Http - cywongg/2025 GitHub Wiki

Below is a set of hierarchical notes summarizing the lecture content on HTTP/1.x. Each major header is phrased as a question (e.g., "Intro to X – Why are we using X that is conducive to learning?") to help guide your study and understanding.

---

# HTTP Protocols Overview Notes

---

## 1. Intro to HTTP/1.x – Why Do We Still Use It?

- **What is HTTP/1.x and why does it persist?**
  - **Simplicity & Legacy:**  
    HTTP/1.0 and HTTP/1.1 have been around for decades and remain in use because they are simple to implement and work reliably in many cases.
  - **User Inertia:**  
    Many users and systems stick with HTTP/1.x rather than upgrading to HTTP/2, even when improved performance is available.
  - **Trade-offs:**  
    HTTP/1.x carries limitations (such as a lack of efficient buffering and heavy connection overhead), yet its simplicity and historical compatibility keep it relevant.

---

## 2. Intro to HTTP Requests – What Are Its Parts and Why Are They Important?

- **Q: What comprises an HTTP request and why is each part crucial?**

  - **Method:**  
    - **GET:** For reading data. Generally no body is attached.
    - **POST:** Often used to update or submit data—even when PUT might be conceptually more appropriate.

* **WORK TO COMPLETE**:
(1) What two limitations of HTTP/1.x do the HTTP notes name?
(2) Copy out the passage of the HTTP notes word for word, starting at "- **What is" and ending at "performance is available.".

* **SUPPLIED MATERIAL**:
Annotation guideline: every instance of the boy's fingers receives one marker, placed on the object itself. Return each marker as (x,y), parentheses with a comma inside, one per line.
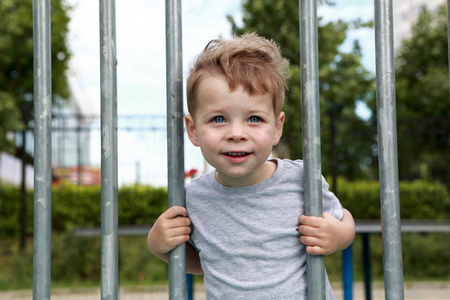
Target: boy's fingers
(175,211)
(310,220)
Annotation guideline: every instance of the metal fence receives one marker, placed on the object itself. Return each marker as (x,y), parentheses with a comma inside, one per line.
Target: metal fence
(386,116)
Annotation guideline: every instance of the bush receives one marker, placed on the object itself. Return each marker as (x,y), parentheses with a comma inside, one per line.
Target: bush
(76,260)
(419,200)
(74,206)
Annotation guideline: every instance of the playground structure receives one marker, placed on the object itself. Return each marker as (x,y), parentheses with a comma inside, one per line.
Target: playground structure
(387,141)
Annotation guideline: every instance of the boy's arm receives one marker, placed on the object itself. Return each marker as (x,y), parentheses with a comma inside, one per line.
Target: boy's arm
(323,236)
(170,230)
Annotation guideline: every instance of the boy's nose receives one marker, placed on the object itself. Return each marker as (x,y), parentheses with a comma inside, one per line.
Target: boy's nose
(236,132)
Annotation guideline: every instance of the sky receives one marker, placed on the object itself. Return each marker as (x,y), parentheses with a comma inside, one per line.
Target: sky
(141,70)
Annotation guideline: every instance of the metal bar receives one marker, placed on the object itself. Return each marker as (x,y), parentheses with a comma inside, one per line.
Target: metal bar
(42,149)
(347,272)
(448,33)
(109,194)
(367,266)
(387,150)
(175,144)
(309,60)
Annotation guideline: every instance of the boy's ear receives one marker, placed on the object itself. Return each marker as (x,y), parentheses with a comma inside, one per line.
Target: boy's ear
(278,128)
(191,129)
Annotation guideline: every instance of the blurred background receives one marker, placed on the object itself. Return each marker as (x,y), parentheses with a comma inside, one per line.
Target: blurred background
(348,124)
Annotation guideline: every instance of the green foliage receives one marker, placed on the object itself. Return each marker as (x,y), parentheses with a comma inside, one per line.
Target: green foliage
(74,206)
(76,260)
(419,200)
(422,80)
(343,82)
(16,62)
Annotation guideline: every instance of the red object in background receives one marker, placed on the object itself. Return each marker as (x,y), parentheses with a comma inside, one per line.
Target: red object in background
(191,173)
(89,175)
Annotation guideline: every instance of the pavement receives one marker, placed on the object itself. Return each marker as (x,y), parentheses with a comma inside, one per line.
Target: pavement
(413,290)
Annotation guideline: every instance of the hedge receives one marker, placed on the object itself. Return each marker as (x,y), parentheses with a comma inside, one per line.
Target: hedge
(76,260)
(419,200)
(74,206)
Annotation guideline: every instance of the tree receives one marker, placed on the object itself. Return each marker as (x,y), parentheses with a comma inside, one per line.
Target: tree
(16,63)
(423,105)
(343,82)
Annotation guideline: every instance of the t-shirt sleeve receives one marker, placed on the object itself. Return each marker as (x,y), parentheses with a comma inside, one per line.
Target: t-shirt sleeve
(330,203)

* **RESPONSES PER TASK**:
(1) A lack of efficient buffering and heavy connection overhead.

(2)
- **What is HTTP/1.x and why does it persist?**
  - **Simplicity & Legacy:**  
    HTTP/1.0 and HTTP/1.1 have been around for decades and remain in use because they are simple to implement and work reliably in many cases.
  - **User Inertia:**  
    Many users and systems stick with HTTP/1.x rather than upgrading to HTTP/2, even when improved performance is available.